Request. Rewrite the following rows with "dot" replaced by "marker", leaving everything else unchanged.

Extracted records.
####################

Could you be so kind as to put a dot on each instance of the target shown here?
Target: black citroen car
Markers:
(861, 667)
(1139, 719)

####################

Solution to the problem.
Could you be so kind as to put a marker on each instance of the target shown here?
Target: black citroen car
Markers:
(861, 667)
(1139, 719)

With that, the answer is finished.